Dataset rows on where objects appear

--- START ---

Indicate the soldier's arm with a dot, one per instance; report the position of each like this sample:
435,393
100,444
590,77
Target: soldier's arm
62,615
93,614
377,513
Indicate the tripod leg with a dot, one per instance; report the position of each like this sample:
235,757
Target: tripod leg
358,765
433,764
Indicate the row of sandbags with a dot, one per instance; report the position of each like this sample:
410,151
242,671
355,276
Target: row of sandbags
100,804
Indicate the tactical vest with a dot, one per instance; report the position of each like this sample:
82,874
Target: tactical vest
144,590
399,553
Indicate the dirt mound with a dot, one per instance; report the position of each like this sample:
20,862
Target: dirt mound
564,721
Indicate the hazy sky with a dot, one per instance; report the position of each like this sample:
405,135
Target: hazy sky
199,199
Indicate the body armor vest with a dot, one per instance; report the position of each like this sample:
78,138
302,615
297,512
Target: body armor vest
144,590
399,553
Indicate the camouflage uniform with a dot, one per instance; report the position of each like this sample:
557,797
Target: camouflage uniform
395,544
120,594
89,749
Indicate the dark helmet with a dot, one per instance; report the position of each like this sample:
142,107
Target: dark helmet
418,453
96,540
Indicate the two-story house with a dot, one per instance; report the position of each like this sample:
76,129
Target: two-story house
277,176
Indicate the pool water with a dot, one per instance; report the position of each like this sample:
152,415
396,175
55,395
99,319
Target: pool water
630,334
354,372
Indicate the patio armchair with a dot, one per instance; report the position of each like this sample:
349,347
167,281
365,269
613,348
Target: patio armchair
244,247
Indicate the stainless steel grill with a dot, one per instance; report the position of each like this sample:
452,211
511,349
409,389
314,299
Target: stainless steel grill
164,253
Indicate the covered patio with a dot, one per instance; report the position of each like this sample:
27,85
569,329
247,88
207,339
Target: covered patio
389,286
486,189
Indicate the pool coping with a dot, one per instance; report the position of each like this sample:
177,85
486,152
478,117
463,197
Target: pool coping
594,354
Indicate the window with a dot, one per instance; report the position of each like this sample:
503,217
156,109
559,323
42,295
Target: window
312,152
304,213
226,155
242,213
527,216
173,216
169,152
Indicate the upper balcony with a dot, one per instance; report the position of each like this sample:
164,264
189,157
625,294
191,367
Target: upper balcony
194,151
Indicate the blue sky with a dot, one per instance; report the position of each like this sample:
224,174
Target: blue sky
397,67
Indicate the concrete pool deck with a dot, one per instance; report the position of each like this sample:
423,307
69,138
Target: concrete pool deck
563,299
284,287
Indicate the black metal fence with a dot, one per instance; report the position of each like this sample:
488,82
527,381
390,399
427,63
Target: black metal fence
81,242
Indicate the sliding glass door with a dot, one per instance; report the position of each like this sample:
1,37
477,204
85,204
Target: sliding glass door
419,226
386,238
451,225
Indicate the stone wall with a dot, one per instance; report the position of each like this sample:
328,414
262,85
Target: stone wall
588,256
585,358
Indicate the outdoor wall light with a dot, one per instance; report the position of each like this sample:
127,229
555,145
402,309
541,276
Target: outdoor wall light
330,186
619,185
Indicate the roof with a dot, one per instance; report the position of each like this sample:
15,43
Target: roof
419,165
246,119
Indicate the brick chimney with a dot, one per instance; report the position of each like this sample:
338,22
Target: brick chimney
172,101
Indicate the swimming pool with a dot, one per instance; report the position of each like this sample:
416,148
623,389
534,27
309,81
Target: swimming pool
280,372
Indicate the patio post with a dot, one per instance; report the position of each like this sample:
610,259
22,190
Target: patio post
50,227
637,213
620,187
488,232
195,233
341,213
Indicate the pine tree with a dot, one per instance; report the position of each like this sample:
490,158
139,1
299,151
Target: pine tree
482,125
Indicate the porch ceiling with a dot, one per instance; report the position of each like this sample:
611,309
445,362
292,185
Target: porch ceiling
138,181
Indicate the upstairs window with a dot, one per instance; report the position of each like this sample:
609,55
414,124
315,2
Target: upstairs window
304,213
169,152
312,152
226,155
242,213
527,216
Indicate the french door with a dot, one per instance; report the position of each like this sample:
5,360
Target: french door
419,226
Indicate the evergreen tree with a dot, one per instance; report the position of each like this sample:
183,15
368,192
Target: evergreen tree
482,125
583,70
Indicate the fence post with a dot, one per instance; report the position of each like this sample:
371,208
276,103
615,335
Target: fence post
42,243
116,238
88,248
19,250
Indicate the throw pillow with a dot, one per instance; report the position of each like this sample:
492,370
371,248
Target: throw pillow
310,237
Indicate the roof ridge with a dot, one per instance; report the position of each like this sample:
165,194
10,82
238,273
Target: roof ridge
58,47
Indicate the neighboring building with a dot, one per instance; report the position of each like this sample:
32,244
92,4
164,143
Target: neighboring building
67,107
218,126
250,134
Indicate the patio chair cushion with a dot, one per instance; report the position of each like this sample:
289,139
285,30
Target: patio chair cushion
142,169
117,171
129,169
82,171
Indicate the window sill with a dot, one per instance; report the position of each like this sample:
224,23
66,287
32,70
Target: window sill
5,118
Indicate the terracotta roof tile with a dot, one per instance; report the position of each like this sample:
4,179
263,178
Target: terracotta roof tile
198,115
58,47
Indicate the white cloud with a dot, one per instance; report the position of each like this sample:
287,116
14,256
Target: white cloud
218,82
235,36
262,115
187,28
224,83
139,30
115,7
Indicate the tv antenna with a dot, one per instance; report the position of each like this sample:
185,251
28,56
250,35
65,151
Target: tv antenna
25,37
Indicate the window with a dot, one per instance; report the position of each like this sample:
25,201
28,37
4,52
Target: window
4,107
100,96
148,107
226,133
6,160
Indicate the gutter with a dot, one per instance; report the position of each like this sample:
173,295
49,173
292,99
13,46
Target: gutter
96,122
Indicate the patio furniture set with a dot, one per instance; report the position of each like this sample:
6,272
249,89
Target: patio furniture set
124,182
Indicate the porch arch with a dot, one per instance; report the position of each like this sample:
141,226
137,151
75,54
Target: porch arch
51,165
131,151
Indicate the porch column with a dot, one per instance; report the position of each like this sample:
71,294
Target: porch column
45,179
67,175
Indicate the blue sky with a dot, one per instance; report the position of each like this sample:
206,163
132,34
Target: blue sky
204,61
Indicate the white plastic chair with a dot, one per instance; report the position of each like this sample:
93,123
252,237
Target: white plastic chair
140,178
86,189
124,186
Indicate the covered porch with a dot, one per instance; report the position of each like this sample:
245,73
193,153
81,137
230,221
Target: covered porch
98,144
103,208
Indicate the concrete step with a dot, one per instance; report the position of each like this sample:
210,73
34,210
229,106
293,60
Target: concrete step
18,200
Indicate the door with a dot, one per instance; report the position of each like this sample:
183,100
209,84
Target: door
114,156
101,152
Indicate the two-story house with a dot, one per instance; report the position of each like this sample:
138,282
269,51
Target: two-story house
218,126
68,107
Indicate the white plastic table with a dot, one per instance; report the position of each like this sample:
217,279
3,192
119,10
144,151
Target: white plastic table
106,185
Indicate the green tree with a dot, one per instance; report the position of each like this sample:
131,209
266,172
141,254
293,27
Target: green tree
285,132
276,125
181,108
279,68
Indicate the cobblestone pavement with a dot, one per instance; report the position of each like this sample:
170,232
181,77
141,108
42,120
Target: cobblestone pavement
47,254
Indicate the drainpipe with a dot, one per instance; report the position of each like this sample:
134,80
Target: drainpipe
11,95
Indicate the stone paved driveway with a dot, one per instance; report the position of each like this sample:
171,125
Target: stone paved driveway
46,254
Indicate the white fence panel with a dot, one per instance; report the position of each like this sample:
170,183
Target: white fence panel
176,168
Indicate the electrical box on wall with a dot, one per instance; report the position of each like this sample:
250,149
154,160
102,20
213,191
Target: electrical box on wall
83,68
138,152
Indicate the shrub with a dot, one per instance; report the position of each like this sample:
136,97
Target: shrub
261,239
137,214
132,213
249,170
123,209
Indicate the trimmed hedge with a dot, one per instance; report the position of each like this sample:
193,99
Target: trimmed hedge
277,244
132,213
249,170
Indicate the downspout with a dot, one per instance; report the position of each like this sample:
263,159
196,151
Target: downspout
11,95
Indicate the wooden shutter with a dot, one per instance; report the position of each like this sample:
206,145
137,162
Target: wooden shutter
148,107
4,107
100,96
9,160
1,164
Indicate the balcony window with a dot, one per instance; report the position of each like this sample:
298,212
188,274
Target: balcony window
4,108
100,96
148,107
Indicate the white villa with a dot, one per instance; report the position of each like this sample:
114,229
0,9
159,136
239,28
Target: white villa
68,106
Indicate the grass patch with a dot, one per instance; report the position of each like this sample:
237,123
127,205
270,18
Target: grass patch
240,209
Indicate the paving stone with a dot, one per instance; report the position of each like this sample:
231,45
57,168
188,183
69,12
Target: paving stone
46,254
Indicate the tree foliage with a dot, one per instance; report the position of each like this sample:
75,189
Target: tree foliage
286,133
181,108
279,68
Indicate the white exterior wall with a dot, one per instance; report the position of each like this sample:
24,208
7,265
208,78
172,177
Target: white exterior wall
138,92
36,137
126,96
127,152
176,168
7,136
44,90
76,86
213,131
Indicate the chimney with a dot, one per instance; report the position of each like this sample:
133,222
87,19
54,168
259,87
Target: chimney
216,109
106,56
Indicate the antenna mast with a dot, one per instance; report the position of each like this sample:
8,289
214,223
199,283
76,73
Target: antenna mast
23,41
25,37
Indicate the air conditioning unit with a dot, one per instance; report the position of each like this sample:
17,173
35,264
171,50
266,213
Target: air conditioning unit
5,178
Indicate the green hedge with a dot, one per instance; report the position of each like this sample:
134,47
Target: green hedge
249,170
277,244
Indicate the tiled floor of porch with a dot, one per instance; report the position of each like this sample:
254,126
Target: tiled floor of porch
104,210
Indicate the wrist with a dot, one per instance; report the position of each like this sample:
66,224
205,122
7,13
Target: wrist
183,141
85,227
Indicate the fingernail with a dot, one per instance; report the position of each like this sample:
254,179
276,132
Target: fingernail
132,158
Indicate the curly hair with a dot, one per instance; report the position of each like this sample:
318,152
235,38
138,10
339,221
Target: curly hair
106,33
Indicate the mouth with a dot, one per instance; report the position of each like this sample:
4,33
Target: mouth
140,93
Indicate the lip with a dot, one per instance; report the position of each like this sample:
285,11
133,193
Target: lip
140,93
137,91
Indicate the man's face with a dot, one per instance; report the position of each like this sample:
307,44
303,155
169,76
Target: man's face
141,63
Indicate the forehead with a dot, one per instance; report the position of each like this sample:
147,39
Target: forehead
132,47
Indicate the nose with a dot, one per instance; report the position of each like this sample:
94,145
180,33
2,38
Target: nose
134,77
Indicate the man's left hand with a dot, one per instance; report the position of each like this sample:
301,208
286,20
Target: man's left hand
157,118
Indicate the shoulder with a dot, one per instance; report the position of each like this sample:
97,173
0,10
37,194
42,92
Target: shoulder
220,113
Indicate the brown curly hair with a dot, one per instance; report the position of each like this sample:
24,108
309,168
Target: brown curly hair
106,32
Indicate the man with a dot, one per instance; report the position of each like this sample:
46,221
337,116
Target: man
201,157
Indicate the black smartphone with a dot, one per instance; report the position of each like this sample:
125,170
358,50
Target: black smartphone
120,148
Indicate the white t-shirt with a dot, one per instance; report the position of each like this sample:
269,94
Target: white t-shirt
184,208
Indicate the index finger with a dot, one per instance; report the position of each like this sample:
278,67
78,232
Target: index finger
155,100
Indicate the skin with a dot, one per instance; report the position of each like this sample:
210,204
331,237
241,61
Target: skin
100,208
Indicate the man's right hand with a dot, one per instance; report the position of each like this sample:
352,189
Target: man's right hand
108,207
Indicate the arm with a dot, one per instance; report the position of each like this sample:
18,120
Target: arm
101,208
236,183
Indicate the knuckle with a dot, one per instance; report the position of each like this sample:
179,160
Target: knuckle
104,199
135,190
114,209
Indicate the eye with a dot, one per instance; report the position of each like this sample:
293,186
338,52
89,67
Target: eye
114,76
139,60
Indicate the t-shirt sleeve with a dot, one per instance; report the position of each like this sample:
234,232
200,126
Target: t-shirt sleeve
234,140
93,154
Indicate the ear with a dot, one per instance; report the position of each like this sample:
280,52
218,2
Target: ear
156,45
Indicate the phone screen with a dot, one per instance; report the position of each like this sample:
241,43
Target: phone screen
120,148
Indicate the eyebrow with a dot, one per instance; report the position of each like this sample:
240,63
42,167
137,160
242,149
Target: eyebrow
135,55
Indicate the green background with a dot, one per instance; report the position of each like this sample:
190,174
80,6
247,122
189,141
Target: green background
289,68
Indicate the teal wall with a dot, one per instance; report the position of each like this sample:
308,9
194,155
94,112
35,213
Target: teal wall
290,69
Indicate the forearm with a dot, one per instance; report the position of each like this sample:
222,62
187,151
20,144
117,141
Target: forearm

--- END ---

■ Exercise aim ■
Go back to the data above and please quote exactly, and only, the lines from the line with "Indicate the eyebrow" through its last line.

■ Exercise solution ■
Indicate the eyebrow with a dot, one per instance; report the position of each like this sample:
240,63
42,167
137,160
242,149
Target: eyebrow
135,55
Indicate the green background with a dot, one per instance; report the position of each like this sample:
190,174
80,6
247,122
189,141
Target: green background
289,68
Indicate the teal wall with a dot, one per instance; report the position of each like this sample:
308,9
194,155
94,112
35,213
Target: teal wall
290,69
Indicate the forearm with a dot, one per instance; report the position of each like this sample:
222,62
187,151
20,144
117,141
Target: forearm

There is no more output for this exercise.